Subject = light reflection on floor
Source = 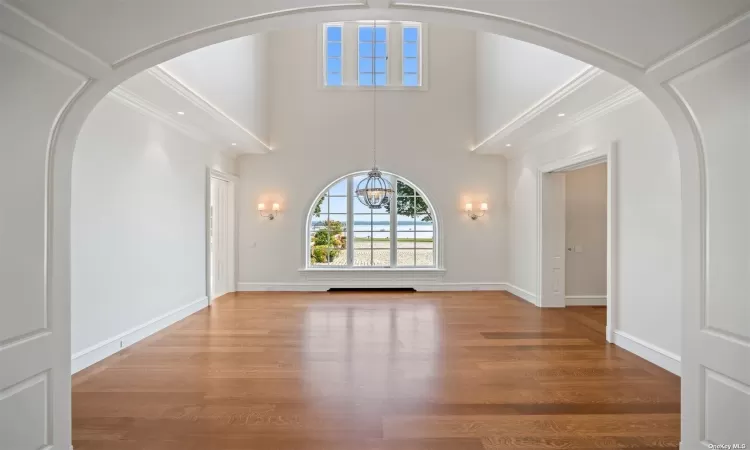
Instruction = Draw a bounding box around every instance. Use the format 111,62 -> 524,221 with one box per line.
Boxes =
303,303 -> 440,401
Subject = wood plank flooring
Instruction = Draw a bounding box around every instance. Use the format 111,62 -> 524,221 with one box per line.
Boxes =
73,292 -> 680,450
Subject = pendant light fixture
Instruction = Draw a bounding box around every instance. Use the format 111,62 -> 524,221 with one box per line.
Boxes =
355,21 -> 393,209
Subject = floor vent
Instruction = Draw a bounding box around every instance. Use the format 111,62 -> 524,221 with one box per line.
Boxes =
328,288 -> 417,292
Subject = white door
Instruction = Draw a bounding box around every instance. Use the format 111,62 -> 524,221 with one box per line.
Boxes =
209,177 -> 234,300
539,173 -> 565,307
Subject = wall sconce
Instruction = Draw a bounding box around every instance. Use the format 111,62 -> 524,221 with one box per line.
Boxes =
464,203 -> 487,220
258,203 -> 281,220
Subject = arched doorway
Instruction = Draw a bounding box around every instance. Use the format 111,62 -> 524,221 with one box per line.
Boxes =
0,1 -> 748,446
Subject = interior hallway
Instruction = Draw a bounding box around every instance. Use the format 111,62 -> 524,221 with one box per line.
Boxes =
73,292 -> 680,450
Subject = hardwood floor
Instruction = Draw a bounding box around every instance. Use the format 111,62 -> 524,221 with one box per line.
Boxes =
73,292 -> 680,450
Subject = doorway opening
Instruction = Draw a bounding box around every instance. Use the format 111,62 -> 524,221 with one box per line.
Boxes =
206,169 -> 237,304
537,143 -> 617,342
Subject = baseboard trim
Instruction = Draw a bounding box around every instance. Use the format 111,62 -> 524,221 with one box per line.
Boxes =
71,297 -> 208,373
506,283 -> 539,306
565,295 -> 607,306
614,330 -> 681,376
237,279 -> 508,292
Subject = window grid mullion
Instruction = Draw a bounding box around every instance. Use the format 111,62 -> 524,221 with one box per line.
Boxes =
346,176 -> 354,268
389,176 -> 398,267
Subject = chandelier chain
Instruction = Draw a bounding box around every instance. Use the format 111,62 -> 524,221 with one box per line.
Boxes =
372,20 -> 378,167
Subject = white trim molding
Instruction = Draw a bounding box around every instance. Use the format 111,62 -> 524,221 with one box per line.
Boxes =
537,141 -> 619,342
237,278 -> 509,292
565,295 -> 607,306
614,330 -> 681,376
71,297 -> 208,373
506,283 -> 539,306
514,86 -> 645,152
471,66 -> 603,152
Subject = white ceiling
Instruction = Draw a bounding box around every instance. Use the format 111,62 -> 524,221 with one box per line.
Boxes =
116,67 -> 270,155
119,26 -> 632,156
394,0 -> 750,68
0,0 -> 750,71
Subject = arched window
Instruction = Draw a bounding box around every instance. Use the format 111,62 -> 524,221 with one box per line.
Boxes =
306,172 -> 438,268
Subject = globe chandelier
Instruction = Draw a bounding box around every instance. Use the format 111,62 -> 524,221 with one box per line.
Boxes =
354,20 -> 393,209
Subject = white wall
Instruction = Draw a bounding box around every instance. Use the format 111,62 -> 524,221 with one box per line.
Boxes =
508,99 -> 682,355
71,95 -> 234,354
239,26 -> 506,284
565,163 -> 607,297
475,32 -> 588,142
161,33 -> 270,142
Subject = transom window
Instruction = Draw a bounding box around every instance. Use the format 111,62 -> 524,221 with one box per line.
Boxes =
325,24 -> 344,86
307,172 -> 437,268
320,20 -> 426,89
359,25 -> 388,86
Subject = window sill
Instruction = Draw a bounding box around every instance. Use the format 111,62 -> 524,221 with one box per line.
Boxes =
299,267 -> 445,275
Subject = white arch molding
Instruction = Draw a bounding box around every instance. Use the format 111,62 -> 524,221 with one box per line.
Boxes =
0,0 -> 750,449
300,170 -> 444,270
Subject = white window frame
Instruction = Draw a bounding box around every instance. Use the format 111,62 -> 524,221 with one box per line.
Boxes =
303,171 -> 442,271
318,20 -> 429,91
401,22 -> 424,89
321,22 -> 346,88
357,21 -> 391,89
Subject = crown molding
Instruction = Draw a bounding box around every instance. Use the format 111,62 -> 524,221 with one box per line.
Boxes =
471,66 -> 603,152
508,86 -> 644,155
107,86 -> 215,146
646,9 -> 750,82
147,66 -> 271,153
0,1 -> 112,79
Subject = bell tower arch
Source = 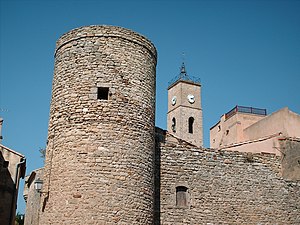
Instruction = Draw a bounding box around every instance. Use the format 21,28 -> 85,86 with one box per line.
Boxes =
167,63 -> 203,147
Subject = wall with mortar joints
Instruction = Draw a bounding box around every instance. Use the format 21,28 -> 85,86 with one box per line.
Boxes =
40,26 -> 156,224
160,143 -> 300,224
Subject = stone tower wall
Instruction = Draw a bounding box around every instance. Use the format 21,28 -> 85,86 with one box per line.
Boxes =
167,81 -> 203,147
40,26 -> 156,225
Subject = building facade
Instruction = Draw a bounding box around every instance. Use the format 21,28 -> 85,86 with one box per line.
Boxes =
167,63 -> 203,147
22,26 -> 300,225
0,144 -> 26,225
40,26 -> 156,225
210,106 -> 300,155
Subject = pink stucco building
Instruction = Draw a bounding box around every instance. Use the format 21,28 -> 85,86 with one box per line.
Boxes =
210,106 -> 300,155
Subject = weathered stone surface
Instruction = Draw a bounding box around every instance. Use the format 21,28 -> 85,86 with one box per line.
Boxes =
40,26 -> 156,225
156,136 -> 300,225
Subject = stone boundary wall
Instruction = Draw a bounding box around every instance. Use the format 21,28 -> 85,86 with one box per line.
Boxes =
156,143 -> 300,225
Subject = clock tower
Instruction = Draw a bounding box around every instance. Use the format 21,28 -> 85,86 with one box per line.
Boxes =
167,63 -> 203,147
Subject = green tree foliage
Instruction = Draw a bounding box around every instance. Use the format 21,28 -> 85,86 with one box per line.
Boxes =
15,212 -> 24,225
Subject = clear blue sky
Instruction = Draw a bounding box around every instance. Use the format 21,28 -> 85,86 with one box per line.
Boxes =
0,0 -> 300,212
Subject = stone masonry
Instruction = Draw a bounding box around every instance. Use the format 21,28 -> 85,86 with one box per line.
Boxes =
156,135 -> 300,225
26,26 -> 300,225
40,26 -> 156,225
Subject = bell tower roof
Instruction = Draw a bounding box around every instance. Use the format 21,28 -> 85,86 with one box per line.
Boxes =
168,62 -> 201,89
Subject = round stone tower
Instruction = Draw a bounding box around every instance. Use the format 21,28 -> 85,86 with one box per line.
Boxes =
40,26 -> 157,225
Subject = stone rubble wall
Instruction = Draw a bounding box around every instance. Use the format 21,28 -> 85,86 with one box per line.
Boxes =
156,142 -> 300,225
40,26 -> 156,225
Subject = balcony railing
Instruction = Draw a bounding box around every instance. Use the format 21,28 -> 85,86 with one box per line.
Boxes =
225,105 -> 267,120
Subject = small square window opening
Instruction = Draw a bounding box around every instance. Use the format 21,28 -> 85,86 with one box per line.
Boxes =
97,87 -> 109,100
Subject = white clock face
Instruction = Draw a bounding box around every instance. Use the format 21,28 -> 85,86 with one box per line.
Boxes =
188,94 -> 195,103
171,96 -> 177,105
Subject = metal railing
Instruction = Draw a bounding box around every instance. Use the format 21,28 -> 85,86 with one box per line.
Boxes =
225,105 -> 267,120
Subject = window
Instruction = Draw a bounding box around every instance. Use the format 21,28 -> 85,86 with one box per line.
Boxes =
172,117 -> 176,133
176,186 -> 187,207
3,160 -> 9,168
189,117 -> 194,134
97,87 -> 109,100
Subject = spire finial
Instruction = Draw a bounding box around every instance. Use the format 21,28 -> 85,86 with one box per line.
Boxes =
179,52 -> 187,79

---+---

Problem to solve ->
Rescale everything from the line containing "Subject = stone masonry" down to the line containing "40,26 -> 157,225", both ends included, reproducing every line of that data, including the instructions, and multiplying each box coordinate by 2.55, rounded to a whole number with halves rounded up. Leave the sample format in the instructions unchanged, and return only these lines.

Answer below ->
Subject = stone masonry
Instruction = Draw a bounding box around every instance. Use the format 21,28 -> 85,86 with one box per line.
Boxes =
398,344 -> 765,574
66,66 -> 765,574
102,66 -> 398,574
Subject = bell tower roof
Instruction = Draw a bounding box around every instance. Use the format 21,28 -> 85,86 with one box per line.
Boxes =
428,158 -> 513,227
Subject = round stone tower
Instruction = Draw a bounding box around every instance. Use the format 21,28 -> 85,86 with one box per line.
Boxes =
102,66 -> 400,574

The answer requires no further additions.